-- Problems to work on --
(a) Please write out the stretch of the hiring-process article from "Original baseline condition" through "and so on.)", word for word.
(b) Continue the hiring-process article from where it stops.

KATA Work Helps Baptist North Mississippi Shave Days Off Hiring Process

With today’s fast pace, most people want more time. But for the team in human resources at Baptist North Mississippi, less time is their goal.

With today’s fast pace, most people want more time.  But for the team in human resources at Baptist North Mississippi, less time is their goal.

According to Baptist North Mississippi Assistant Administrator Sonia McKeithen, RN, the KATA board concerning hiring is one of 13 KATA boards in place since last fall, with five more about to launch soon. “This is one of our great successes, as it affects everyone in the hospital,” said Sonia.

Baptist North Mississippi Director of Human Resources Josh Lowery and his team began a KATA board in May 2016.  “We requested feedback from our hospital leaders and found the biggest opportunity was the perception of how long it took to process applicants,” said Josh. “In human resources, we chose to focus on areas we had the greatest influence, and or impact, on, such as our ability to process an applicant from an offer to clearance through employee health.”

The team identified the following:

Original baseline condition (May 2016): Once human resources received a hiring request from a manager, it took 15.4 days to go from initial contact of an applicant to clearance from Employee Health.  For example, Jane Doe is interviewed on one day.  She then has to return another day for fingerprinting.  Then Jane has to come back again on another day for the employee health exam. “This is difficult for someone who already is employed,” said Josh.

The challenge:  To lower the number of days it takes to go through the hiring process from an average of 15.4 to 5.

Obstacles:

  • We had created many self-imposed rules, including completing steps during our process sequentially, rather than concurrently,” said Josh. (Paperwork, employment verification, references, licensure verification, and so on.)
  • The applicant has a very limited time in which he or she can take off from work to schedule interviews, fingerprinting, and attend employee health appointments.

-- Data supplied --

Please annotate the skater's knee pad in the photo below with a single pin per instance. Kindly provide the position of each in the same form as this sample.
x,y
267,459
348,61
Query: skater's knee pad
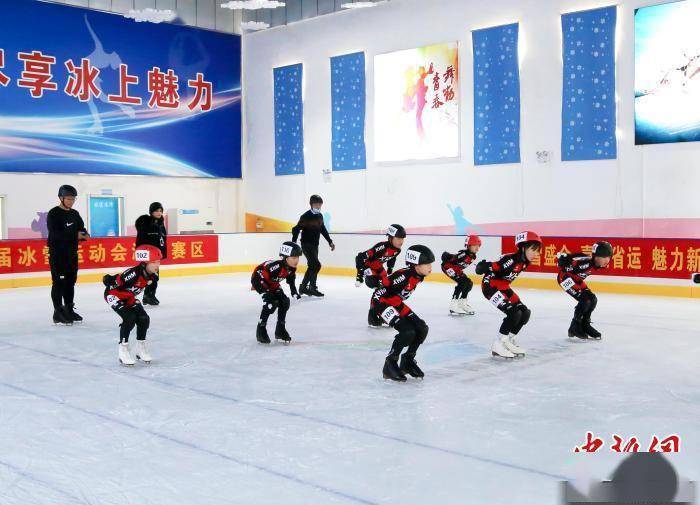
x,y
594,301
143,321
406,336
525,315
421,330
129,318
513,319
359,262
284,303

-- Results --
(a)
Original baseline condition (May 2016): Once human resources received a hiring request from a manager, it took 15.4 days to go from initial contact of an applicant to clearance from Employee Health.  For example, Jane Doe is interviewed on one day.  She then has to return another day for fingerprinting.  Then Jane has to come back again on another day for the employee health exam. “This is difficult for someone who already is employed,” said Josh.

The challenge:  To lower the number of days it takes to go through the hiring process from an average of 15.4 to 5.

Obstacles:

  • We had created many self-imposed rules, including completing steps during our process sequentially, rather than concurrently,” said Josh. (Paperwork, employment verification, references, licensure verification, and so on.)

(b)
  • Lacking clarity in the hiring process: “We needed to get into the weeds with our process, including any and all steps throughout our hiring process,” said Josh. “We documented our flow on a large poster and made changes to it regularly as our experiments yielded better outcomes.”

Actions:

“This was a learning curve for all of us, so we began walking through all different experiments,” said Josh. “For example, we forced ourselves to handle some steps concurrently to see what that result yielded.  We now tell our managers that if they are interviewing someone whom they wish to hire, walk them down to human resources and we will do the fingerprinting right then (for an approved job), saving the candidate an extra visit back to the hospital. Once results come back, usually within 24 hours, and the background check is completed, we can schedule the applicant to return for their employee health exam. This slight change in process helped us shave time off of our process and provide a better service to our managers and applicants.”

Results:  

In March 2017, the number of days to process new hires dropped to 5.9, with an all-time low (thus far) of 5.1 in July.

“When we started and set our goal at five days, we weren’t sure we could achieve it, but we have, and everyone is so pleased. I am very proud of our team” said Josh.  “KATA is invaluable in that it asks you to look, question and revisit routines until it yields a desired outcome. We now are looking at first-year turnover as our next KATA project, and we continue to look at the hiring process weekly because we know there is always room for improvement.”